Identify each line of the items below that contains the word "path", and copy every such line.

>> Begin ENTRIES PROVIDED

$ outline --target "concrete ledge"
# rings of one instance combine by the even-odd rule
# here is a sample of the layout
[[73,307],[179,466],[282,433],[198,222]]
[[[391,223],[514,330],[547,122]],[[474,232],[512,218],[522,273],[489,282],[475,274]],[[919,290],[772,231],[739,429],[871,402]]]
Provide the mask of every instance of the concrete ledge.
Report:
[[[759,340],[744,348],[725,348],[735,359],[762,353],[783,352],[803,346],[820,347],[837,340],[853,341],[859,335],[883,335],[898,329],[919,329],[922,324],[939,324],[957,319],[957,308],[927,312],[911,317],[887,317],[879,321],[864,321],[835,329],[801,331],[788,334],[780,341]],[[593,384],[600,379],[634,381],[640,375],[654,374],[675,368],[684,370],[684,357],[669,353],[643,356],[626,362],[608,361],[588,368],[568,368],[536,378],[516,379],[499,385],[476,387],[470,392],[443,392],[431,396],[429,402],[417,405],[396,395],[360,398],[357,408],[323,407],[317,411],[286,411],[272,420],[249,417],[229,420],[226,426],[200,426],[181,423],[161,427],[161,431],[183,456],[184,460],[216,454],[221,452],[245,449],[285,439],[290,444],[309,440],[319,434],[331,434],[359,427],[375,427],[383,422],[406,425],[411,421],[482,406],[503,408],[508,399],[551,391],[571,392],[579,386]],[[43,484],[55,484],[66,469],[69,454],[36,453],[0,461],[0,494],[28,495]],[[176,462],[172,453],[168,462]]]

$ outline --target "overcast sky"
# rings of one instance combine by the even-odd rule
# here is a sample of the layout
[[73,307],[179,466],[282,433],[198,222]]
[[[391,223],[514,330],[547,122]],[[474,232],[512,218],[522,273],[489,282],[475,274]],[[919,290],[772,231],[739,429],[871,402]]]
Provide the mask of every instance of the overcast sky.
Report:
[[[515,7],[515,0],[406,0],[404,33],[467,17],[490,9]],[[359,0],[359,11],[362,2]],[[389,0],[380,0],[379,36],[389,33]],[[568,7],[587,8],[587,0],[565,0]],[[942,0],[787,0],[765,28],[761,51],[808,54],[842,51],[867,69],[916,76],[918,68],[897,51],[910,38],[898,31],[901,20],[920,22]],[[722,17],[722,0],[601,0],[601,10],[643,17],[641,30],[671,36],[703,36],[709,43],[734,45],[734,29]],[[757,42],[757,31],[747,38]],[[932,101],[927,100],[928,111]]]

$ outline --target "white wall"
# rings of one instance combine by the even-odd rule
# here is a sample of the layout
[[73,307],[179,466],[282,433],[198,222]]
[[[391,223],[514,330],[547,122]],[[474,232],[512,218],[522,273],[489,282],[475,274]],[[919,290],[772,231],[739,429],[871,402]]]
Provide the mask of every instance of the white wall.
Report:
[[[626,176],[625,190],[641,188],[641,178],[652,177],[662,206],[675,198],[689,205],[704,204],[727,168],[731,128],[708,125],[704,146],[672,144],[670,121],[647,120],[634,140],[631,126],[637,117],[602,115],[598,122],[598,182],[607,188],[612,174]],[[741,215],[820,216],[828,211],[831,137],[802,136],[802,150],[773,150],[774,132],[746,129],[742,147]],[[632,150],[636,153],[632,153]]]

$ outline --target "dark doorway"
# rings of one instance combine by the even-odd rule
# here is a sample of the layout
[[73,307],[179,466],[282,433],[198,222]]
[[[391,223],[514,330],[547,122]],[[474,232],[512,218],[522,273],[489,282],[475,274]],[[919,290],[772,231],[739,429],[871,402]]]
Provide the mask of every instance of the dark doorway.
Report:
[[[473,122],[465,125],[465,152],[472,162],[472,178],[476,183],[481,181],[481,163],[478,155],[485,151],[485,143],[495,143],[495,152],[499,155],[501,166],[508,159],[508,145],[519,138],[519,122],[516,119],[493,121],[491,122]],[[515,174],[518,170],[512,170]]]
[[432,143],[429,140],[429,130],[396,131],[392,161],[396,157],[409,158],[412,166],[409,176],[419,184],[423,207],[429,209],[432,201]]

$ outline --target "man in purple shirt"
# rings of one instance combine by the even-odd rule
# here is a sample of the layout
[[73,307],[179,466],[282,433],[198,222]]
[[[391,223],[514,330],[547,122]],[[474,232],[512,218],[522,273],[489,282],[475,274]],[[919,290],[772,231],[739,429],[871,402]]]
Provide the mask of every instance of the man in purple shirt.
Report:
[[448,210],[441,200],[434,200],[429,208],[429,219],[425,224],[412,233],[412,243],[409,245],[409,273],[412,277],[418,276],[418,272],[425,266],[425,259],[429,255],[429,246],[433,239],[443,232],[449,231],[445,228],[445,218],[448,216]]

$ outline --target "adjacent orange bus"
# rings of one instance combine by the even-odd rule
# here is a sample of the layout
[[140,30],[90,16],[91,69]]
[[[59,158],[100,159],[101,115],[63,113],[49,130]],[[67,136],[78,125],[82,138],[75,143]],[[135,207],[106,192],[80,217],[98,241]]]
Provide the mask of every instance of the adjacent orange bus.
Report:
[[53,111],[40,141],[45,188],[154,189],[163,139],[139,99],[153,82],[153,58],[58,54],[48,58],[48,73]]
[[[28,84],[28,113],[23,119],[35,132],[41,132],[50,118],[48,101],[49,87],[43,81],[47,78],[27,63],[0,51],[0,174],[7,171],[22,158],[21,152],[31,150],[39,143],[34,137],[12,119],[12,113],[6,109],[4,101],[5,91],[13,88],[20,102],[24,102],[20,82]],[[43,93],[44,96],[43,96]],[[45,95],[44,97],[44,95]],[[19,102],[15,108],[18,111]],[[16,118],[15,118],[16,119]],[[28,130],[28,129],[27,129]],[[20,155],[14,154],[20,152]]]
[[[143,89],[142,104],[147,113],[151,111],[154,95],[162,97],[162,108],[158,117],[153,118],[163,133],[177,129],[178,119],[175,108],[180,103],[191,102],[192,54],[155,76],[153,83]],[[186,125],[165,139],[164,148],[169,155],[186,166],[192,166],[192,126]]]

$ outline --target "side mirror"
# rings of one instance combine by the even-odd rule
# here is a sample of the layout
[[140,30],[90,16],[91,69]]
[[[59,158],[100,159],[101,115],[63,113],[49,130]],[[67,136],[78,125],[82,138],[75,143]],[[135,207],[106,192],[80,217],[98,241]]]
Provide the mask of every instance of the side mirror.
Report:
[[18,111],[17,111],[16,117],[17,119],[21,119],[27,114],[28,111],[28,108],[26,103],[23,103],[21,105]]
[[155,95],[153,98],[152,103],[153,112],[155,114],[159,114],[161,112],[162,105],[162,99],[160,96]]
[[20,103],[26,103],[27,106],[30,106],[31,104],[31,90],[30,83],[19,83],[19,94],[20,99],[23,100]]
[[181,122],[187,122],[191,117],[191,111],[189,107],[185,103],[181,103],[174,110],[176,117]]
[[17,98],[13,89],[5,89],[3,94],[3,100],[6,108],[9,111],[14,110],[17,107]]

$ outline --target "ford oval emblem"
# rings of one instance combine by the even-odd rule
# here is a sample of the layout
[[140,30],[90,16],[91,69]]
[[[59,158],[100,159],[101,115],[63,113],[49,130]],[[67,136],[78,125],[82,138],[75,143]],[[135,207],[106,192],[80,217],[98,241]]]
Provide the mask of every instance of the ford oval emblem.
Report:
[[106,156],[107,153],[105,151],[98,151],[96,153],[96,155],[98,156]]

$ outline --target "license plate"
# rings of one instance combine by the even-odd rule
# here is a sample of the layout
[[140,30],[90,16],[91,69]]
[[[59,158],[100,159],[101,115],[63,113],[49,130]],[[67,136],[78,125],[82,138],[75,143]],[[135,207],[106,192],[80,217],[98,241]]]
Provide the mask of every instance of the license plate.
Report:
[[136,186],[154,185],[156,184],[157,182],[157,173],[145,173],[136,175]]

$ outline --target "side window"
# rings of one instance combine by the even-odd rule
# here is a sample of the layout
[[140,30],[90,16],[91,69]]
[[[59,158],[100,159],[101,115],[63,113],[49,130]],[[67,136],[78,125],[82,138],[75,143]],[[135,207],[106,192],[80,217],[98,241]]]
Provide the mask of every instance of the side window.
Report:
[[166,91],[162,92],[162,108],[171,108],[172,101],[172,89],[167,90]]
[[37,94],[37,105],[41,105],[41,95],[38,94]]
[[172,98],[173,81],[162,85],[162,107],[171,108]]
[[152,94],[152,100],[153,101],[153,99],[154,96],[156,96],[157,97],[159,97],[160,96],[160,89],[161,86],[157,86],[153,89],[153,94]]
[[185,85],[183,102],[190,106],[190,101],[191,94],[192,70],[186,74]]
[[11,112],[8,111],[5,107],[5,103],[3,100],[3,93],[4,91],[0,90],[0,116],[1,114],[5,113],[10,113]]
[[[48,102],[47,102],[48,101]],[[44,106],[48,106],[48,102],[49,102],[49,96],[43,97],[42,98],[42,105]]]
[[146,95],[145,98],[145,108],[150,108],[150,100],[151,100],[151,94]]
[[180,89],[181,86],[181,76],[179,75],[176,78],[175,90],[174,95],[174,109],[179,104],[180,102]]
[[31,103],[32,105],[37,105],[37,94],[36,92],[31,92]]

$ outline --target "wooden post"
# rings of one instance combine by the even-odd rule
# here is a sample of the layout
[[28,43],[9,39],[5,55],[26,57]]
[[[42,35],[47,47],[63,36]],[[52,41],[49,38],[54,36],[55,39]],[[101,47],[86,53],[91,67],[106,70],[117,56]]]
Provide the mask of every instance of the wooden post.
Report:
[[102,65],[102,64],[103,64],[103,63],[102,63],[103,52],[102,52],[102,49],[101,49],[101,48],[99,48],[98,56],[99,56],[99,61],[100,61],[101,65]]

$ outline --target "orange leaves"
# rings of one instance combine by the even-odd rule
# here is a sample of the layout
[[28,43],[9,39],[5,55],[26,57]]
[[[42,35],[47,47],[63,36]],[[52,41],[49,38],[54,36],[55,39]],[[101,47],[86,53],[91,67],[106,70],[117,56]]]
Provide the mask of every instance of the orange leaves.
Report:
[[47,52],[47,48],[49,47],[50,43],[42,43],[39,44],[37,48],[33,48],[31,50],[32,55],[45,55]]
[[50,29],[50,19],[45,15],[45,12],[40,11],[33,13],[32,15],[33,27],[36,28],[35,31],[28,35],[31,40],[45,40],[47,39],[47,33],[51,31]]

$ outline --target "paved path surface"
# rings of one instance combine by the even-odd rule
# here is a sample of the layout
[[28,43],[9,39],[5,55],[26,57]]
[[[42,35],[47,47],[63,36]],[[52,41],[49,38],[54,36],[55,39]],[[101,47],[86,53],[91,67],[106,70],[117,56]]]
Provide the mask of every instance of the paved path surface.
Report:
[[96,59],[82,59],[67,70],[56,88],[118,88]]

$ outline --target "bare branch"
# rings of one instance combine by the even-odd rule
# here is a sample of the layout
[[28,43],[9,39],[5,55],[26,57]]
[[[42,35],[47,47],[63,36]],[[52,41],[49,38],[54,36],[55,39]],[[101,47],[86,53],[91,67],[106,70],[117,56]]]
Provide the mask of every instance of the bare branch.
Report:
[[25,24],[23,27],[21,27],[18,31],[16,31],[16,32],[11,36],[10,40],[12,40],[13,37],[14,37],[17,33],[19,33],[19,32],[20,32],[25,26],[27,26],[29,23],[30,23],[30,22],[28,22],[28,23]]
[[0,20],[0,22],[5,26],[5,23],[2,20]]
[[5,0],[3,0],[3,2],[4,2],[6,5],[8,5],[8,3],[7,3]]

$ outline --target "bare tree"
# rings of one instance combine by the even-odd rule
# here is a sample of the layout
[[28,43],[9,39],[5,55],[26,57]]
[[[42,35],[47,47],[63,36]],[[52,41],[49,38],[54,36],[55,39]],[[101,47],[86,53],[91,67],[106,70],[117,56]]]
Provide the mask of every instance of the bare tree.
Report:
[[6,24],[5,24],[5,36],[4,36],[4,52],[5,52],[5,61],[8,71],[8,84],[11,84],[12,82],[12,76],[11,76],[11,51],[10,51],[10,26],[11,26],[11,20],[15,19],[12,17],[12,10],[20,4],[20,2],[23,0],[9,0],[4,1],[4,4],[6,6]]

>> End ENTRIES PROVIDED

## CORRECT ANSWER
$ outline --target "paved path surface"
Provide the mask of every instance of the paved path surface.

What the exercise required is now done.